(Items from a data source)
== == ==

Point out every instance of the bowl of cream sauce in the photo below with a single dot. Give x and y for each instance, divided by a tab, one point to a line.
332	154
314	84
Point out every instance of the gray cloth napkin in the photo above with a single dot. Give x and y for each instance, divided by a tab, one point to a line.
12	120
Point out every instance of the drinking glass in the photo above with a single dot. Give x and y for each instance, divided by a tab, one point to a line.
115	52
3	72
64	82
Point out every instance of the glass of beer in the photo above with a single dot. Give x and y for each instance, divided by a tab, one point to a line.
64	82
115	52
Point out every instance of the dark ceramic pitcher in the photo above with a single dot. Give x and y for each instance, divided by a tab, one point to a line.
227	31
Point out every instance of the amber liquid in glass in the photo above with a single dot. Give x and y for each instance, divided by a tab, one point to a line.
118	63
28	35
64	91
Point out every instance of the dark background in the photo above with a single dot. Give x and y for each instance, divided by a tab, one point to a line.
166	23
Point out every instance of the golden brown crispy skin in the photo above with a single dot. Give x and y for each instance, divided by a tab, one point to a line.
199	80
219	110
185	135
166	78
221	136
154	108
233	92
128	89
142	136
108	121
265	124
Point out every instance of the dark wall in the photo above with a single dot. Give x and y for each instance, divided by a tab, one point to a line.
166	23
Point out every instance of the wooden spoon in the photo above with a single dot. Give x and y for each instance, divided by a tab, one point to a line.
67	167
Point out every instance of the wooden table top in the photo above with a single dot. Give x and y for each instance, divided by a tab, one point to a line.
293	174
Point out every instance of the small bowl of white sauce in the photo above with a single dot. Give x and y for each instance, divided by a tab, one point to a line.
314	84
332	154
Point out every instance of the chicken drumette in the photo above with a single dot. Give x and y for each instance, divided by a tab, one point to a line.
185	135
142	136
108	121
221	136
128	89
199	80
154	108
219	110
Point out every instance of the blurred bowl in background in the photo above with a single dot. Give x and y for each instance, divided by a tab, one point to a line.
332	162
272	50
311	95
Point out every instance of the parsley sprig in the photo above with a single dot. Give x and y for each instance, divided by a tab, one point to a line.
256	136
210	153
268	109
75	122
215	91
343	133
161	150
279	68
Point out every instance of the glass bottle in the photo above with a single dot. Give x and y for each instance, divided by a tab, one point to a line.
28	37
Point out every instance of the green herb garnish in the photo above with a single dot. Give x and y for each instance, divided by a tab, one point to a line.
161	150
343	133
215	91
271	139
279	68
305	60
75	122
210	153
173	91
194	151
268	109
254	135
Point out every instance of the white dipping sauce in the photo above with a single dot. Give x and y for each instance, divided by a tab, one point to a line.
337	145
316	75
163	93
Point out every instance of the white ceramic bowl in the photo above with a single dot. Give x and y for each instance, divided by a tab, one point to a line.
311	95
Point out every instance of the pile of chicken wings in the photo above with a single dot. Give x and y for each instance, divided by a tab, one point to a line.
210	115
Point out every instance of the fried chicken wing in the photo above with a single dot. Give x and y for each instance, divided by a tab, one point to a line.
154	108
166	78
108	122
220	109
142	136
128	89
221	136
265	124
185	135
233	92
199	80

== == ==

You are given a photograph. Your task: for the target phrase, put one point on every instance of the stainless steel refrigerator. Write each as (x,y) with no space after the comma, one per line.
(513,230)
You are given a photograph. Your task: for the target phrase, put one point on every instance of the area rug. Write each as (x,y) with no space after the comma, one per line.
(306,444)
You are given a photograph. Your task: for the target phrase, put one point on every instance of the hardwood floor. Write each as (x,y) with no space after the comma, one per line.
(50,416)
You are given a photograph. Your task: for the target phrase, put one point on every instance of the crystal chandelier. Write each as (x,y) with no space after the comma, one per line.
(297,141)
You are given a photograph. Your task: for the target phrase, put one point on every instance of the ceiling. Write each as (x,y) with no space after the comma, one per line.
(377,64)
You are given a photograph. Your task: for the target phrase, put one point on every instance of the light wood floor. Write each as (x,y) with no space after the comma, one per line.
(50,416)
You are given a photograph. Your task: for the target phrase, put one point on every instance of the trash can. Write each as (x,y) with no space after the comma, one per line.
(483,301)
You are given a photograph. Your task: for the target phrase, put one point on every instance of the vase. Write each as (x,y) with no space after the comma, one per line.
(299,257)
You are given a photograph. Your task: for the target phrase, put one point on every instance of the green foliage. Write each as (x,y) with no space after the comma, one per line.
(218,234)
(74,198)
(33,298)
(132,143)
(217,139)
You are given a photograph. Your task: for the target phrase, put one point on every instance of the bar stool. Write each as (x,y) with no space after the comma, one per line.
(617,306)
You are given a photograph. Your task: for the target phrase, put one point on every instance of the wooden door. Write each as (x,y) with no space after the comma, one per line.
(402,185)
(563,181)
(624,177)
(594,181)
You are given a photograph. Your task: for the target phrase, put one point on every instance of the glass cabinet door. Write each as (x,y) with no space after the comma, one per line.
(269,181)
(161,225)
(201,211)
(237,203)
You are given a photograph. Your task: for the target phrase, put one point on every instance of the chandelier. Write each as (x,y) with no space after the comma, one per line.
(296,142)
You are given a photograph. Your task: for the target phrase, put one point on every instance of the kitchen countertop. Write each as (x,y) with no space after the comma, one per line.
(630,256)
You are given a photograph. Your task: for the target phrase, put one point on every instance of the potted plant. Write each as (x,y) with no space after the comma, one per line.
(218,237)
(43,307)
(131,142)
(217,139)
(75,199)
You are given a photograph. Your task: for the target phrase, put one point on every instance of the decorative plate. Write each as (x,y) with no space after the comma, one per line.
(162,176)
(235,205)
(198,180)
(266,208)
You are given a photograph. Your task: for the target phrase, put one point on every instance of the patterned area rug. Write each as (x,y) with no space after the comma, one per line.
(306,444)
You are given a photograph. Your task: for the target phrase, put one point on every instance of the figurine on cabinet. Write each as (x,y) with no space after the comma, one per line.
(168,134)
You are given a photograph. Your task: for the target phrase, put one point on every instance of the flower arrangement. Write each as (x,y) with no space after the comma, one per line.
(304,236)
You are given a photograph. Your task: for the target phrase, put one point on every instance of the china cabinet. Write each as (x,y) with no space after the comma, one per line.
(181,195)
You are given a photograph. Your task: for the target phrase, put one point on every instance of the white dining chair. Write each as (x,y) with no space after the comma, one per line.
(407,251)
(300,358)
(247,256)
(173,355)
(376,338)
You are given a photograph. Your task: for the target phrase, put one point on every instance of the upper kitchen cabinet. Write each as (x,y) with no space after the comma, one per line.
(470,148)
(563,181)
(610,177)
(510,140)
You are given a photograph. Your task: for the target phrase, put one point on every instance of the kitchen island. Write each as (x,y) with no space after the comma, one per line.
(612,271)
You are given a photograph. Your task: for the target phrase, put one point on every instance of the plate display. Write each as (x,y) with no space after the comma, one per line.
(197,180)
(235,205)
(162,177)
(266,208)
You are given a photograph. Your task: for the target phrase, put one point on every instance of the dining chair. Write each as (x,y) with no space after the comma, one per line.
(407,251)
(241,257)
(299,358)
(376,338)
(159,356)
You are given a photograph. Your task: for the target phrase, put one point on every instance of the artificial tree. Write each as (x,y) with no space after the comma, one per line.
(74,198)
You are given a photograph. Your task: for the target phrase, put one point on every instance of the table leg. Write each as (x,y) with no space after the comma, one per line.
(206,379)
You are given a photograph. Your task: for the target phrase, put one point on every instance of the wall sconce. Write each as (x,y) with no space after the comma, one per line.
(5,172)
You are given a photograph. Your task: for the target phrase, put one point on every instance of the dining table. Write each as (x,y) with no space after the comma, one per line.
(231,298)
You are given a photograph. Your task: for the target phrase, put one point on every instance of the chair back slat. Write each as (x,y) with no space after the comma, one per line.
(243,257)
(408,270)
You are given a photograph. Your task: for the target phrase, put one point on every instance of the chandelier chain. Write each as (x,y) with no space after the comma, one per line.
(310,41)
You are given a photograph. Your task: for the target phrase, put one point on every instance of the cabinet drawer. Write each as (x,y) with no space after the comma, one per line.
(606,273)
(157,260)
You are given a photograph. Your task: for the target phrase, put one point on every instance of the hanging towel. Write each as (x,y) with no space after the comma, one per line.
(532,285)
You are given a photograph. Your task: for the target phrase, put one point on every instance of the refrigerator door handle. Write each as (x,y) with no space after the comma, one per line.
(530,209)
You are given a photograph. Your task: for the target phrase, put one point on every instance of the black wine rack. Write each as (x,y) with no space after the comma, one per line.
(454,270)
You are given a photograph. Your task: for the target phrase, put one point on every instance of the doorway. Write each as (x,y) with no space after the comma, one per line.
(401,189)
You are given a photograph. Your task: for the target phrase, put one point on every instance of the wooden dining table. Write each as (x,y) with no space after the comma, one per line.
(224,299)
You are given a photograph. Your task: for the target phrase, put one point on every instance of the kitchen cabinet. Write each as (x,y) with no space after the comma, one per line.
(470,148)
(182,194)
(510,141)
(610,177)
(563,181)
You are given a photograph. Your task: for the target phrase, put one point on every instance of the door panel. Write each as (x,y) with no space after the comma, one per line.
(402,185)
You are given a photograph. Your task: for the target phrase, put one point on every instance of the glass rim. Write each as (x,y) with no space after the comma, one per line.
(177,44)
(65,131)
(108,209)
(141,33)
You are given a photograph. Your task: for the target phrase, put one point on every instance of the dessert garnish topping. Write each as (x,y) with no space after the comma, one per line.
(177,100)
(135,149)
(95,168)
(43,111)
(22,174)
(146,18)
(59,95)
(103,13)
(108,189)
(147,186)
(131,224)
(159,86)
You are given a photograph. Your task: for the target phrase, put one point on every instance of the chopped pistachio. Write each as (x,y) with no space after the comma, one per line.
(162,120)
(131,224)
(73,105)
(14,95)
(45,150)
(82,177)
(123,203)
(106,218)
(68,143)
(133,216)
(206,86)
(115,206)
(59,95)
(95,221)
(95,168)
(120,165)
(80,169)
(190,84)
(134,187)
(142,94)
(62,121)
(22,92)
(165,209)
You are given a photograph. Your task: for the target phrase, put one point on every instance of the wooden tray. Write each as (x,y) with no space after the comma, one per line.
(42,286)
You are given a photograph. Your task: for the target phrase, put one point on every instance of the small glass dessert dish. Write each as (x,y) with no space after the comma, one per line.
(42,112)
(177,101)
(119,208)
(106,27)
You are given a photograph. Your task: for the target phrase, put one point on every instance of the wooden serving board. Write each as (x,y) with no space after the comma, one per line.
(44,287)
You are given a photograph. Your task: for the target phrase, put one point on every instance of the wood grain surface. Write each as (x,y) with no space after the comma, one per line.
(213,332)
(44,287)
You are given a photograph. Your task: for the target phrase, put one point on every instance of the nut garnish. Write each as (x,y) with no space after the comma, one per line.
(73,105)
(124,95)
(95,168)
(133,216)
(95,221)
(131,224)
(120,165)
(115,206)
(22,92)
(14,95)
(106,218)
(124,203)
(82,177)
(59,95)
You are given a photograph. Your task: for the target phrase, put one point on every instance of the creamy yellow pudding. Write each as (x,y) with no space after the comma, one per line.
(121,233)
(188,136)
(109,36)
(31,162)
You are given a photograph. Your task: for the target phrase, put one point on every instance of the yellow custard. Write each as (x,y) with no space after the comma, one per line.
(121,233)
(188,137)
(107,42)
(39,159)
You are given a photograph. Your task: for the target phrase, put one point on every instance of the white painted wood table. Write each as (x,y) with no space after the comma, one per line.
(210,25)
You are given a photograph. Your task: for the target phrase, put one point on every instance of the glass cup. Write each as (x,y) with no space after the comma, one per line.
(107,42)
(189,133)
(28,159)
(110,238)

== == ==

- _GIVEN TASK_: Please state how many lines in the rows above contain the word "white", where uppercase and lowercase count as different. Reply with the number alone.

- _TASK RESULT_: 5